• [EXTRACT TO READ]

________________________

Facebook/Lee Patrick

The song “I’ll be home for Christmas….you can plan on me” takes on a whole new meaning when the person coming home is your baby who was born four months prematurely.

When Jodie Marrin was expecting her baby, she had no idea that the little girl she already cherished would be born 22 weeks and four days into her pregnancy. When little Sussie Bea Patrick was born, she was the size of a chocolate bar.

When her baby was born, doctors told Marrin and her partner Lee Patrick to “expect the worse.” Marrin had sepsis and Sussie contracted it in the womb, Patrick explained.

“Everything was fine with mum all the way through,” he said.

“It was sepsis – mum contracted it or baby contracted a bug and passed it on to Jodie,” Patrick explained.

She was feeling unwell for about 24 hours. When it got to 11.30pm on June 27 I said we’re going to the hospital, this isn’t right.”

Facebook/Lee Patrick

The Birkenhead man was mystified, saying that Jodie’s pregnancy was perfectly normal up until that point. When Jodie got sick, Patrick rushed her to the hospital, but Sussie Bea was struggling to wait.

“She was throwing up. Within 15 minutes she was giving birth in the back of the taxi to hospital. Within about 15 minutes Sussie literally slid out. I grabbed her and said ‘help!’ This was in Arrowe Park in one of the triage wards.

https://www.youtube.com/watch?v=Bx0Fr_cBnaA&t=5s

They barely made it to the hospital.

“About 10 minutes after we got to the hospital she gave birth.”

Facebook/Lee Patrick

Doctors warned Jodie and Patrick to say their goodbyes, adding that if Sussie Bea did survive, she’d have no quality of life whatsoever.

“They said she wouldn’t be breathing for long and might not look like we expected,” Patrick said. “They said they would let us be together as a family. She came out and gave a little whimper so they started working on her. We were told it wasn’t worth [treating her]. They said she wouldn’t have a quality of life but we said ‘look that’s something that we will have to deal with but if she’s fighting we have to fight’. And she’s here now.”

Facebook/Lee Patrick

Facebook/Lee Patrick

And fight she did. Sussie Bea weighed only one pound and one ounce when she was born at Arrowe Park Hospital, Wirral. The family lived in Ronald McDonald House at Arrowe Park for three and a half months while Sussie grew stronger. Understandably, Sussie Bea has become something of a celebrity at the hospital. She’s a miracle baby. In fact, her dad calls her “his little miracle.”

Five months later, she has come home, just in time for Christmas.

Facebook/Lee Patrick

Sussie Bea is still on oxygen at home but otherwise is “perfect,” in the words of her dad.

The phrase “Christmas miracle” has never seemed more apt.

________________________

• [PROVIDED INFORMATION]
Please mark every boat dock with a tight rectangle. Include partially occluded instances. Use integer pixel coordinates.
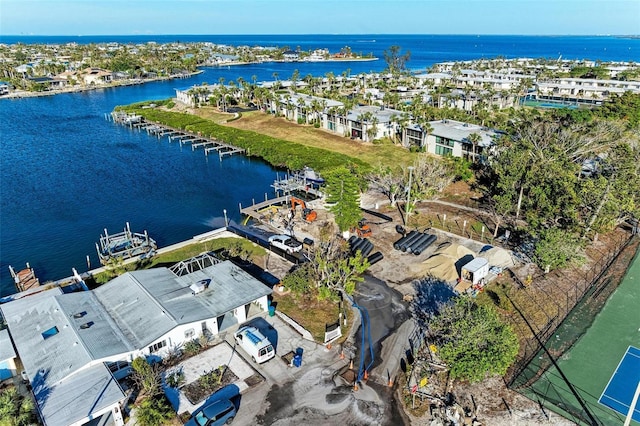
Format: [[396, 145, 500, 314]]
[[9, 263, 40, 292], [96, 222, 158, 265], [110, 111, 245, 160], [271, 174, 323, 198], [240, 195, 291, 221]]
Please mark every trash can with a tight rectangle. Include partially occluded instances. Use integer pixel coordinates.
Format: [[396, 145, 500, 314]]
[[293, 354, 302, 367]]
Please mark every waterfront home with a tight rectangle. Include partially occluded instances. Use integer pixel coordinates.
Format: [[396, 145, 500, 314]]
[[282, 50, 300, 62], [535, 77, 640, 103], [0, 254, 271, 426], [403, 120, 499, 161], [304, 49, 329, 62], [81, 68, 113, 86], [0, 328, 17, 383], [267, 92, 343, 122], [27, 77, 67, 90], [335, 105, 402, 142]]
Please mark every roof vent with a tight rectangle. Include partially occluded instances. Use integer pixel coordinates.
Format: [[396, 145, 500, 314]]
[[189, 279, 211, 295]]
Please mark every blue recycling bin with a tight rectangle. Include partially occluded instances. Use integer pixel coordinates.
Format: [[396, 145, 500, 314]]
[[293, 354, 302, 367]]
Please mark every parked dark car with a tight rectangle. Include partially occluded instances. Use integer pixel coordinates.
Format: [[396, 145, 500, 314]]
[[186, 399, 236, 426]]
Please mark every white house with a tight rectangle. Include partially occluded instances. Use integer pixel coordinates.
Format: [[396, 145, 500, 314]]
[[0, 255, 271, 426], [0, 329, 17, 382], [82, 68, 113, 86], [405, 120, 499, 160]]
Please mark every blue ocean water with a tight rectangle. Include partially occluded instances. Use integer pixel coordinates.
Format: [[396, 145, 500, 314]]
[[0, 35, 640, 295]]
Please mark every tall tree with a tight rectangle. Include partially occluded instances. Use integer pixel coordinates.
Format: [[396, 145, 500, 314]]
[[429, 296, 519, 383]]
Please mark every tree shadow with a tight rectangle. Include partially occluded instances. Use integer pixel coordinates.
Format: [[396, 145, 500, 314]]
[[31, 369, 51, 407], [411, 275, 455, 326]]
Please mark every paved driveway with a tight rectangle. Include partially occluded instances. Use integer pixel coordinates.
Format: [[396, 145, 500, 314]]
[[165, 313, 344, 416]]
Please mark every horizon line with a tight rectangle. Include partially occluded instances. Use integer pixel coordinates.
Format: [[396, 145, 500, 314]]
[[0, 33, 640, 38]]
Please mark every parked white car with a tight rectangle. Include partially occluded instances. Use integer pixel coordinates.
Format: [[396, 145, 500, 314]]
[[234, 326, 276, 364], [269, 235, 302, 254]]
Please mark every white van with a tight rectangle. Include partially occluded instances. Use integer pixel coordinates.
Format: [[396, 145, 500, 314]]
[[235, 326, 276, 364]]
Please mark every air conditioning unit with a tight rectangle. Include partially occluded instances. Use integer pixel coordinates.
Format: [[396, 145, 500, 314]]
[[189, 280, 211, 295]]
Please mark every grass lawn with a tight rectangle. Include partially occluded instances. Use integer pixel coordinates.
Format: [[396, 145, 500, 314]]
[[195, 107, 417, 167], [273, 292, 353, 343]]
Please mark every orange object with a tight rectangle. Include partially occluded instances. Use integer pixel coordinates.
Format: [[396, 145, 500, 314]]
[[290, 197, 318, 223]]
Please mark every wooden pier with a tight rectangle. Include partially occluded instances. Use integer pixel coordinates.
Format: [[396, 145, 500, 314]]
[[240, 195, 291, 220], [9, 263, 40, 292], [110, 111, 245, 160], [271, 175, 323, 198]]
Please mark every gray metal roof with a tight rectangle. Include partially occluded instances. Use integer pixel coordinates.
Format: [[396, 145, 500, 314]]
[[409, 120, 498, 146], [40, 363, 125, 426], [139, 260, 271, 324], [94, 260, 271, 349], [0, 288, 125, 425], [0, 328, 16, 362], [347, 105, 402, 124], [56, 291, 136, 360], [94, 268, 178, 349], [0, 288, 91, 383]]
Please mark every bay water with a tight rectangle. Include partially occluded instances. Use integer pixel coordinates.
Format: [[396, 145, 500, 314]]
[[0, 35, 640, 295]]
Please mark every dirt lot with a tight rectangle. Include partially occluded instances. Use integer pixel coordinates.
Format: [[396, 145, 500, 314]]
[[262, 188, 635, 425], [169, 102, 637, 426]]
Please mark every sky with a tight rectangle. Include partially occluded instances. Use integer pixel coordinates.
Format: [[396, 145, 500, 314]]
[[0, 0, 640, 35]]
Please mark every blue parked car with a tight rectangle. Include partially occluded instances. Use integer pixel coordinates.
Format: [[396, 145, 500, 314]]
[[186, 399, 236, 426]]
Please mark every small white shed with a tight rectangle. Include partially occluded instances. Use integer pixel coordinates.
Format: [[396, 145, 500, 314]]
[[460, 257, 489, 285]]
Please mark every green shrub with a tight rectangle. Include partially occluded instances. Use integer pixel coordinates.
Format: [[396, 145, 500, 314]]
[[182, 339, 202, 356], [136, 395, 175, 426], [281, 264, 312, 294], [165, 370, 185, 388]]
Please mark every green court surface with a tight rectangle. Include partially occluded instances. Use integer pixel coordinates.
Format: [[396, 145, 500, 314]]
[[523, 252, 640, 426]]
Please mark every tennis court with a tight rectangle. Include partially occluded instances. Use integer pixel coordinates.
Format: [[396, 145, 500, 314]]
[[598, 346, 640, 422], [523, 253, 640, 426]]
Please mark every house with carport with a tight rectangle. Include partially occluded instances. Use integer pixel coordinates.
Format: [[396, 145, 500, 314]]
[[0, 254, 271, 426]]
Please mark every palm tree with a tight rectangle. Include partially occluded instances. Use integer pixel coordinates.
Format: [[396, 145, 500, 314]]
[[467, 132, 482, 163], [291, 69, 300, 91]]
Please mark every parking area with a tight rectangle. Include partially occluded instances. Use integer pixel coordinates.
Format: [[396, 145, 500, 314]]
[[165, 312, 344, 414]]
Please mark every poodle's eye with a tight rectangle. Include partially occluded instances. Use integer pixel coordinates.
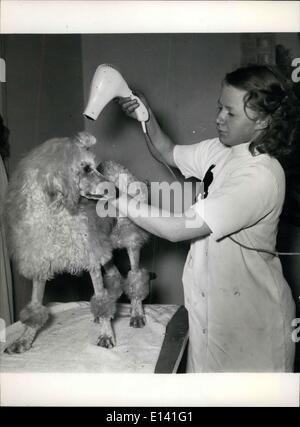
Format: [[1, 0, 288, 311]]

________________________

• [YOUR ASSIGNMENT] According to the article about the premature baby, how much did Sussie Bea weigh when she was born? The items have nothing to do with the article about the premature baby.

• [EXERCISE ANSWER] She weighed one pound and one ounce.